*Excerpt*
..............................

In many parts of North America, forsythia are the harbingers of spring. Many highways are planted with this deciduous shrub, and homeowners love their carefree growth and early spring blossoms. The bright golden showers of petals along the arching sprays of forsythia branches seem to shout with joy that winter is finally gone - and spring is here!
Native to Asia, with one species native to Europe, the 11 species of forsythia bloom along flexible stems, with the bell-shaped golden flowers emerging before the leaves. The early spring flowers are much beloved of bees, who often struggle to find nectar sources early in the spring, and the Spicebush Swallowtail butterfly likes to hide her cocoons among the boughs of forsythia.
Forsythia grow quickly once established. Plants added to the garden quickly set down vigorous roots. Most species attain a final height of three to 10 feet if they aren’t pruned. They prefer full sun, but also tolerate partial shade.
Most varieties of forsythia look lovely when left to grow in their wild, slightly unkempt state, but if you have forsythia lining the edge of your driveway or yard, you know how quickly the natural look can turn into the crazy-car-scraping-look that annoys the heck out of you every time you pull in and out of your garage. If your forsythia have grown too large for the space where they’re planted or you’d prefer to trim them into a more pleasing shape, follow these tips for pruning forsythia to ensure their health and vigorous blooms the following spring.

..............................

*Segmentation mask data*

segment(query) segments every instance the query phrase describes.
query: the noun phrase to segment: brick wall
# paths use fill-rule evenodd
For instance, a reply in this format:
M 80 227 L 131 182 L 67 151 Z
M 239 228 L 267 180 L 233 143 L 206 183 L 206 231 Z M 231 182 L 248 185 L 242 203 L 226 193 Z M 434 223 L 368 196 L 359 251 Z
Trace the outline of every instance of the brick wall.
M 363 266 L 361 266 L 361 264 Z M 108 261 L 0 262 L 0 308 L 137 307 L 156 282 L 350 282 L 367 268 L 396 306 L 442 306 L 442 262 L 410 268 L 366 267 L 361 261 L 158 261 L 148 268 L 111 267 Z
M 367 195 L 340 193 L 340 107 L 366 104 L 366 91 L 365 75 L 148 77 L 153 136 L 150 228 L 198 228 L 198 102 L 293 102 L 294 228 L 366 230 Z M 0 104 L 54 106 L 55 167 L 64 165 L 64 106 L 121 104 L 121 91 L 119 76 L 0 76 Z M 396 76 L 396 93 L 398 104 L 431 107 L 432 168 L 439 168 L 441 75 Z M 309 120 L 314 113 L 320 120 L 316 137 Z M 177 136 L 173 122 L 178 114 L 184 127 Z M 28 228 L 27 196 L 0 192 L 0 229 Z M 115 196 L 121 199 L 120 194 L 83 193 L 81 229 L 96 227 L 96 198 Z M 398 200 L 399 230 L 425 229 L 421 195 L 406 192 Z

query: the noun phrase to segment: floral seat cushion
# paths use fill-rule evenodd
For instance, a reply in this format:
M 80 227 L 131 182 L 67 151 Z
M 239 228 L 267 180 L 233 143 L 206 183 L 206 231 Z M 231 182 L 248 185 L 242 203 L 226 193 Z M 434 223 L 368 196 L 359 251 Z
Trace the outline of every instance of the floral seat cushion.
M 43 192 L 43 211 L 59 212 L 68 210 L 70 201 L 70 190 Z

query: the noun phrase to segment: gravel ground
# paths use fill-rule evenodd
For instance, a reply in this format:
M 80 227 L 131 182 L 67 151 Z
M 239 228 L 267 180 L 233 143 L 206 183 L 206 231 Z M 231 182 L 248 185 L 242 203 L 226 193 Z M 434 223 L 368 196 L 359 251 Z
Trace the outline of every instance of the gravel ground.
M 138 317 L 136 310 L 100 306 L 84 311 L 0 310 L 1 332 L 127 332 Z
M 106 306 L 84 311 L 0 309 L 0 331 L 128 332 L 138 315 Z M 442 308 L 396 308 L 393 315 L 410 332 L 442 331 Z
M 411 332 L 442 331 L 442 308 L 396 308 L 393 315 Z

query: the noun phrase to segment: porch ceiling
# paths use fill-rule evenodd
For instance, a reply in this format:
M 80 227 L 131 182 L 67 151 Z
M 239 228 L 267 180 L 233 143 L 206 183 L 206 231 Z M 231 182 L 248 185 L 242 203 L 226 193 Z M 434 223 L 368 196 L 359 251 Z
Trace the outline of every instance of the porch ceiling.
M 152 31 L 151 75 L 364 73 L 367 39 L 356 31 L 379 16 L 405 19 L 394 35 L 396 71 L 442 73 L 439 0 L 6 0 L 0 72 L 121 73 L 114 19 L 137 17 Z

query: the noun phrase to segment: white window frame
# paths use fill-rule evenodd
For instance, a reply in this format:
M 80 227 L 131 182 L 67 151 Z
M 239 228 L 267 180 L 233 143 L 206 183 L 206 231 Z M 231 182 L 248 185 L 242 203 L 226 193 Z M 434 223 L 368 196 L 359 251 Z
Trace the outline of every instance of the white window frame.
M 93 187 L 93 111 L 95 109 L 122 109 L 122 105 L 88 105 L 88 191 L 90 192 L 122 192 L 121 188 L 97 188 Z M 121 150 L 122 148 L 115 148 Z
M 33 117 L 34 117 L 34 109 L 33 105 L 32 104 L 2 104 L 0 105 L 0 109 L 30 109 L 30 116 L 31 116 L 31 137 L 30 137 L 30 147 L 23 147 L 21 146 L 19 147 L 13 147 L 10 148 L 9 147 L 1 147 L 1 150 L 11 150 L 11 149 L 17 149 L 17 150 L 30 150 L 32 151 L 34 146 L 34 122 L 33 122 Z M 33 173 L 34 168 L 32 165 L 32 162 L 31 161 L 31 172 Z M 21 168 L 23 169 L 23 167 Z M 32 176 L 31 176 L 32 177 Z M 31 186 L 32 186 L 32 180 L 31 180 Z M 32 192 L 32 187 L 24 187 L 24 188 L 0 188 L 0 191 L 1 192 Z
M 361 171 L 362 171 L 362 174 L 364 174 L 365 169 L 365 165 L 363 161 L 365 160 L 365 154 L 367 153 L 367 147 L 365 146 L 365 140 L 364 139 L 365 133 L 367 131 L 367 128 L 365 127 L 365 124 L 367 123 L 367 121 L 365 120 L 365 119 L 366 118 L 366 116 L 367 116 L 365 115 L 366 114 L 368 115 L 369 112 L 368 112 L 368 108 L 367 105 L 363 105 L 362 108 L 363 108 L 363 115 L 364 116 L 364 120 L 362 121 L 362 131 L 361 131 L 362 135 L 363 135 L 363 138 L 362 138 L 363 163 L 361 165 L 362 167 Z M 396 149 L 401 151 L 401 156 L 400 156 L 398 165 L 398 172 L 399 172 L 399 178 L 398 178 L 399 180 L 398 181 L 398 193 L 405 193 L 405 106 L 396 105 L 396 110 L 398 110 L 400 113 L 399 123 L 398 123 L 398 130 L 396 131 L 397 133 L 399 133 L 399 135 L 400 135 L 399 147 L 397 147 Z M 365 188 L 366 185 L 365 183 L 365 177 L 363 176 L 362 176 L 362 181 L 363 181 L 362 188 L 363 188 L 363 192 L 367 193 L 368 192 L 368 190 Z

..............................

*Aim of the exercise*
Reproduce the forsythia text in full, word for word.

*Task result*
In many parts of North America, forsythia are the harbingers of spring. Many highways are planted with this deciduous shrub, and homeowners love their carefree growth and early spring blossoms. The bright golden showers of petals along the arching sprays of forsythia branches seem to shout with joy that winter is finally gone - and spring is here!
Native to Asia, with one species native to Europe, the 11 species of forsythia bloom along flexible stems, with the bell-shaped golden flowers emerging before the leaves. The early spring flowers are much beloved of bees, who often struggle to find nectar sources early in the spring, and the Spicebush Swallowtail butterfly likes to hide her cocoons among the boughs of forsythia.
Forsythia grow quickly once established. Plants added to the garden quickly set down vigorous roots. Most species attain a final height of three to 10 feet if they aren’t pruned. They prefer full sun, but also tolerate partial shade.
Most varieties of forsythia look lovely when left to grow in their wild, slightly unkempt state, but if you have forsythia lining the edge of your driveway or yard, you know how quickly the natural look can turn into the crazy-car-scraping-look that annoys the heck out of you every time you pull in and out of your garage. If your forsythia have grown too large for the space where they’re planted or you’d prefer to trim them into a more pleasing shape, follow these tips for pruning forsythia to ensure their health and vigorous blooms the following spring.